◆ **EXERCISE INSTRUCTIONS**
Locate every line in the records below that contains the string "tree", and copy each of those lines in full.

═══

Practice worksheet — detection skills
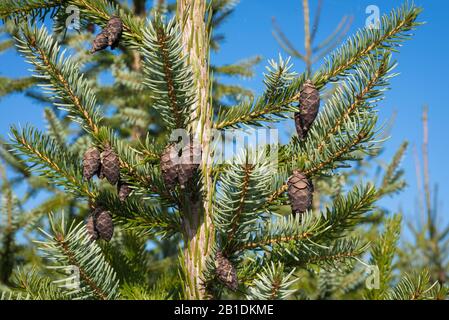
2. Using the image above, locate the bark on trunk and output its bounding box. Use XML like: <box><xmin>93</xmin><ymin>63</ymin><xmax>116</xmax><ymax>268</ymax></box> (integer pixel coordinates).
<box><xmin>177</xmin><ymin>0</ymin><xmax>215</xmax><ymax>299</ymax></box>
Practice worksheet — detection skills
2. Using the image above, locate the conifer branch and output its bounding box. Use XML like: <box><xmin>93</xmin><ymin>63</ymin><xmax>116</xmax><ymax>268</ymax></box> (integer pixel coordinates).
<box><xmin>142</xmin><ymin>16</ymin><xmax>195</xmax><ymax>129</ymax></box>
<box><xmin>17</xmin><ymin>25</ymin><xmax>101</xmax><ymax>137</ymax></box>
<box><xmin>35</xmin><ymin>215</ymin><xmax>119</xmax><ymax>300</ymax></box>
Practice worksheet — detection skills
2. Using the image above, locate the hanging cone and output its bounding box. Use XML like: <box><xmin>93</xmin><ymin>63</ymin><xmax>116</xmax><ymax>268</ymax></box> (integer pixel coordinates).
<box><xmin>100</xmin><ymin>145</ymin><xmax>120</xmax><ymax>185</ymax></box>
<box><xmin>161</xmin><ymin>144</ymin><xmax>178</xmax><ymax>189</ymax></box>
<box><xmin>215</xmin><ymin>251</ymin><xmax>238</xmax><ymax>291</ymax></box>
<box><xmin>117</xmin><ymin>181</ymin><xmax>132</xmax><ymax>202</ymax></box>
<box><xmin>106</xmin><ymin>16</ymin><xmax>123</xmax><ymax>49</ymax></box>
<box><xmin>86</xmin><ymin>214</ymin><xmax>98</xmax><ymax>241</ymax></box>
<box><xmin>295</xmin><ymin>80</ymin><xmax>320</xmax><ymax>140</ymax></box>
<box><xmin>90</xmin><ymin>30</ymin><xmax>109</xmax><ymax>53</ymax></box>
<box><xmin>287</xmin><ymin>170</ymin><xmax>313</xmax><ymax>214</ymax></box>
<box><xmin>178</xmin><ymin>143</ymin><xmax>201</xmax><ymax>189</ymax></box>
<box><xmin>90</xmin><ymin>16</ymin><xmax>123</xmax><ymax>53</ymax></box>
<box><xmin>83</xmin><ymin>147</ymin><xmax>100</xmax><ymax>180</ymax></box>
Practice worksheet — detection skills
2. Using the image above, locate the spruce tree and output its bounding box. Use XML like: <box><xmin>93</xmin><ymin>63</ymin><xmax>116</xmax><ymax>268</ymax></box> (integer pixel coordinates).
<box><xmin>0</xmin><ymin>0</ymin><xmax>446</xmax><ymax>299</ymax></box>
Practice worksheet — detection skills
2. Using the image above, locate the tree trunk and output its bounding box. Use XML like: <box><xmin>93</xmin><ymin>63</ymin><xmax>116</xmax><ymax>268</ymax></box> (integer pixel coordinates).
<box><xmin>177</xmin><ymin>0</ymin><xmax>215</xmax><ymax>299</ymax></box>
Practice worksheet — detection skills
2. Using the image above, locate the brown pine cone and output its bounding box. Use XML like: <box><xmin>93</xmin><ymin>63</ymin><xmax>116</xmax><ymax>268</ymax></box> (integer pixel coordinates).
<box><xmin>117</xmin><ymin>181</ymin><xmax>133</xmax><ymax>202</ymax></box>
<box><xmin>86</xmin><ymin>214</ymin><xmax>98</xmax><ymax>241</ymax></box>
<box><xmin>287</xmin><ymin>170</ymin><xmax>313</xmax><ymax>214</ymax></box>
<box><xmin>295</xmin><ymin>80</ymin><xmax>320</xmax><ymax>140</ymax></box>
<box><xmin>83</xmin><ymin>147</ymin><xmax>101</xmax><ymax>180</ymax></box>
<box><xmin>105</xmin><ymin>16</ymin><xmax>123</xmax><ymax>49</ymax></box>
<box><xmin>215</xmin><ymin>251</ymin><xmax>238</xmax><ymax>291</ymax></box>
<box><xmin>90</xmin><ymin>16</ymin><xmax>123</xmax><ymax>53</ymax></box>
<box><xmin>178</xmin><ymin>143</ymin><xmax>201</xmax><ymax>189</ymax></box>
<box><xmin>95</xmin><ymin>208</ymin><xmax>114</xmax><ymax>241</ymax></box>
<box><xmin>161</xmin><ymin>144</ymin><xmax>178</xmax><ymax>189</ymax></box>
<box><xmin>100</xmin><ymin>145</ymin><xmax>120</xmax><ymax>185</ymax></box>
<box><xmin>90</xmin><ymin>30</ymin><xmax>109</xmax><ymax>53</ymax></box>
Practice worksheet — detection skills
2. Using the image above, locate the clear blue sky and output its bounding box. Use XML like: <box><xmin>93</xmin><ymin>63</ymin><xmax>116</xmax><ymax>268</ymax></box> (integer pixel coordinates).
<box><xmin>0</xmin><ymin>0</ymin><xmax>449</xmax><ymax>225</ymax></box>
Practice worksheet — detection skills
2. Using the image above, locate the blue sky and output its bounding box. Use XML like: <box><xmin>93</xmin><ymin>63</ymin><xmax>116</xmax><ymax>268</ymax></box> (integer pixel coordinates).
<box><xmin>0</xmin><ymin>0</ymin><xmax>449</xmax><ymax>225</ymax></box>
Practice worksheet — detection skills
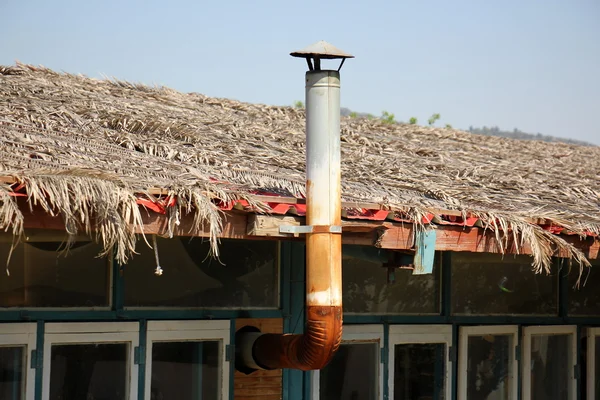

═══

◆ **ANSWER TO THE PROBLEM**
2. Using the image above, locate the spruce tree and output its bounding box. Use XML like: <box><xmin>93</xmin><ymin>63</ymin><xmax>116</xmax><ymax>268</ymax></box> (integer pixel coordinates).
2. Using the image above, locate the tree trunk and output its bounding box. Use XML like: <box><xmin>93</xmin><ymin>63</ymin><xmax>116</xmax><ymax>268</ymax></box> (integer pixel coordinates).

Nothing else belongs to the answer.